### Text passage:
# Vizio Smart TV Download not Available



## cbillado (Mar 24, 2015)

Here is what is going on. I have a Vizio 60ei1-A3 and a brand new Vizio E700i-B3, Both are smart tvs. The 60" worked fine up until about 3 weeks ago and then all of a sudden it would not connect to the internet (maybe firmware upgrade with router?). It would connect to my router (BEC-7800N R2) but would not access the internet (download not available). I though it was a "tv" issue so i bought a brand new 70" Vizio and same issue, Download not Available. Here is where it gets interesting and confusing.

I have an ATT Mcell that allows me to get full cell service at my house through my ISP. This means that the Mcell is connected to my router. I set my Cell phone up as a mobile hotspot and connected both tv's to it and just like that they worked. Download seed was between 7-10mb/s. I disconnected the tv's from the mobile hotspot and then connected back to my network via wifi and wired ethernet and they now both work. Same download speeds. As soon as I shutoff the televisions and then turn back pn and try to connect i get the Download not available message again. I have been at this now for about a week, done all the basic things such as power cycle, talked to Vizio tech support and they had me do the basic things again. I beleive this is a router issue (maybe a port being blocked) and i need some help from someone who really knows networking. Any help is appreciated. Thanks


----------



## cbillado (Mar 24, 2015)

Anyone?


----------

### Exercise description:
Write out word for word the part of the Vizio thread starting with "Here is what" and going on through "interesting and confusing.". The items that come next are separate from the Vizio thread.

### Listed entries:
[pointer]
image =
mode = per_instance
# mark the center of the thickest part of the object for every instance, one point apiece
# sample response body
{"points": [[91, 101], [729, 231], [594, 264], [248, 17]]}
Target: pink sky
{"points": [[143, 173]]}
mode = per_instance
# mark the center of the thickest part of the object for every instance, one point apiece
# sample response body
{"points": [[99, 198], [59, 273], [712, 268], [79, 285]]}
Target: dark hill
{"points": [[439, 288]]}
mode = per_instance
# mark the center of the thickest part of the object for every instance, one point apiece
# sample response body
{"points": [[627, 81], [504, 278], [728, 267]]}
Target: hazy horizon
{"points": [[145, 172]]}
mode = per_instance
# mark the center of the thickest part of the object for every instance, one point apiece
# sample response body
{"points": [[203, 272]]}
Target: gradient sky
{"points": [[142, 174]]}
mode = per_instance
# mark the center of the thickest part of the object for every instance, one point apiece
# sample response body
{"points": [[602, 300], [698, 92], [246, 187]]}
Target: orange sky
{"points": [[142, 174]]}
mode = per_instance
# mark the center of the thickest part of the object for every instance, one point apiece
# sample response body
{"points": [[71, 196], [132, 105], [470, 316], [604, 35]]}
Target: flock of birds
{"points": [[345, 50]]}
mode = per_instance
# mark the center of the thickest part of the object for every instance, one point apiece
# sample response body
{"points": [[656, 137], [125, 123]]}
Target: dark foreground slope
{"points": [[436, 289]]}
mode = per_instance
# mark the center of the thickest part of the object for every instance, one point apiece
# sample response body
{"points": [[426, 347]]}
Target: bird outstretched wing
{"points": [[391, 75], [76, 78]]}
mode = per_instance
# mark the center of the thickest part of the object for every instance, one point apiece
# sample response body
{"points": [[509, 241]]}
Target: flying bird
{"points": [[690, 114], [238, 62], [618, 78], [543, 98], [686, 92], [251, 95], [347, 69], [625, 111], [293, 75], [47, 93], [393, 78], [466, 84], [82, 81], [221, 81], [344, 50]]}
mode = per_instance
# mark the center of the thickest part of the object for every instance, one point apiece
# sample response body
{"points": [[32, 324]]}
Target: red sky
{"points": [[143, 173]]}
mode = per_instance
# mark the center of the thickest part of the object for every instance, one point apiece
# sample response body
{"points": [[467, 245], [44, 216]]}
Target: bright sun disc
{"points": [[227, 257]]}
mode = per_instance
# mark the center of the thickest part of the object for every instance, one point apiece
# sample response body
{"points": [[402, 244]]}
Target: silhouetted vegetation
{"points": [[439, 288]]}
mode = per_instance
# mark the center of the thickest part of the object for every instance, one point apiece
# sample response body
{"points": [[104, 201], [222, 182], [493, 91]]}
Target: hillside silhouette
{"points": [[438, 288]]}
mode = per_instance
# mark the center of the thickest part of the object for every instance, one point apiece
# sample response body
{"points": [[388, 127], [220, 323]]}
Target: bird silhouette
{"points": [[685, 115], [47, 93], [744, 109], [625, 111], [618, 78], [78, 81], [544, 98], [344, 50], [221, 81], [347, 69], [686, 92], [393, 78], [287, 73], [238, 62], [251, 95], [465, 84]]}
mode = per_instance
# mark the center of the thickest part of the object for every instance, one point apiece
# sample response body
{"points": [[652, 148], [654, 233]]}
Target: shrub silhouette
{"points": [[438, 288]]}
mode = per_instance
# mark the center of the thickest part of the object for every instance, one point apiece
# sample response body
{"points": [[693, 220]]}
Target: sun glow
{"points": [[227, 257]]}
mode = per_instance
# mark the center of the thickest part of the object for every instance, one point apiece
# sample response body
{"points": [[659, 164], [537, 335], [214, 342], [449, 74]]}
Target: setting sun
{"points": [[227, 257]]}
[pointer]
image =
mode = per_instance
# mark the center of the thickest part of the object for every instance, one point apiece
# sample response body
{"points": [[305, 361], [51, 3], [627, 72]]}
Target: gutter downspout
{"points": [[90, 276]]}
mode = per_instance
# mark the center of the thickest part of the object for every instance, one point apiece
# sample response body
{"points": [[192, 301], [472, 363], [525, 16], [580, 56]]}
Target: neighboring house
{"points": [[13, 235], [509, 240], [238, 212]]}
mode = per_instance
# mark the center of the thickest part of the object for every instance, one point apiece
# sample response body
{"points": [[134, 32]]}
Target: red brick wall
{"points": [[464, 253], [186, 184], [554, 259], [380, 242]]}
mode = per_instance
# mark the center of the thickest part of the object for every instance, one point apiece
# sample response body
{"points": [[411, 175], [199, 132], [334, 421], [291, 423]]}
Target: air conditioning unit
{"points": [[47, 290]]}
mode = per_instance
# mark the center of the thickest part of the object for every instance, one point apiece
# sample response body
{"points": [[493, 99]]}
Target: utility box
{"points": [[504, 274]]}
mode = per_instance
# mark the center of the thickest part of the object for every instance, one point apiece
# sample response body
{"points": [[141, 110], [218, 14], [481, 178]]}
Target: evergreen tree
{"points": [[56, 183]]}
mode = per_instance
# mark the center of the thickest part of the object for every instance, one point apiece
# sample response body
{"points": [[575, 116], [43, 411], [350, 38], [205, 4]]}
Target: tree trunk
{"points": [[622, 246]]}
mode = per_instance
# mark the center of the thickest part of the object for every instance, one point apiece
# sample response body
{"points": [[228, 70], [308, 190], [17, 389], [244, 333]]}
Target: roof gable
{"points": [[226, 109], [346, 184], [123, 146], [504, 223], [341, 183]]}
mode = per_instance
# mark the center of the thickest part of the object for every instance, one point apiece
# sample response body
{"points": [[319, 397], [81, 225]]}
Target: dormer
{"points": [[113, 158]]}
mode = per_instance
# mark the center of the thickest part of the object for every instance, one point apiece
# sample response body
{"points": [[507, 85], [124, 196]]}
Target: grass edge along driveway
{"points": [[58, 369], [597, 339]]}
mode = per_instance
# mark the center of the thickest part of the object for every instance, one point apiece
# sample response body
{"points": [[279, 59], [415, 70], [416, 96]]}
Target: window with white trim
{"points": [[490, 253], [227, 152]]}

### Answer to the exercise:
Here is what is going on. I have a Vizio 60ei1-A3 and a brand new Vizio E700i-B3, Both are smart tvs. The 60" worked fine up until about 3 weeks ago and then all of a sudden it would not connect to the internet (maybe firmware upgrade with router?). It would connect to my router (BEC-7800N R2) but would not access the internet (download not available). I though it was a "tv" issue so i bought a brand new 70" Vizio and same issue, Download not Available. Here is where it gets interesting and confusing.